▶ _TASK INSTRUCTIONS_: Extract all of the entries and give them again, word for word.

(Stored entries)

⁂

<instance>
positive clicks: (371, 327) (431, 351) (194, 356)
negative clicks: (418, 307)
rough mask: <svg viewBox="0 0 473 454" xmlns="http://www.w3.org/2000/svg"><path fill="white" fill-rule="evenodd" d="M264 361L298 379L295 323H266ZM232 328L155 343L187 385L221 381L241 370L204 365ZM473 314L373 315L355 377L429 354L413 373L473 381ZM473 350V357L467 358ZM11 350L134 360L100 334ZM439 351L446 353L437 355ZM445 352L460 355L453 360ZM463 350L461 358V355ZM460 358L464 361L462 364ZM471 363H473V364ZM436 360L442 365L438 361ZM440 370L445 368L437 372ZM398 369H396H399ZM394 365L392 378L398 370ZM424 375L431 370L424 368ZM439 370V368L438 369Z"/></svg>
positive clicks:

⁂

▶ _COMPLETED EXERCISE_:
<instance>
positive clicks: (371, 327) (431, 351) (194, 356)
negative clicks: (418, 307)
rough mask: <svg viewBox="0 0 473 454" xmlns="http://www.w3.org/2000/svg"><path fill="white" fill-rule="evenodd" d="M264 361L298 379L295 323H266ZM232 328L155 343L187 385L221 381L241 370L204 365ZM473 314L373 315L355 377L429 354L413 373L473 381ZM473 350V357L467 358ZM11 350L134 360L100 334ZM439 351L446 353L437 355ZM445 352L460 355L453 360ZM463 350L461 358V355ZM460 358L464 361L462 364ZM471 363H473V364ZM436 360L442 365L438 361ZM440 370L445 368L437 372ZM398 369H396H399ZM394 365L392 378L398 370ZM424 375L431 370L424 368ZM439 370V368L438 369Z"/></svg>
positive clicks:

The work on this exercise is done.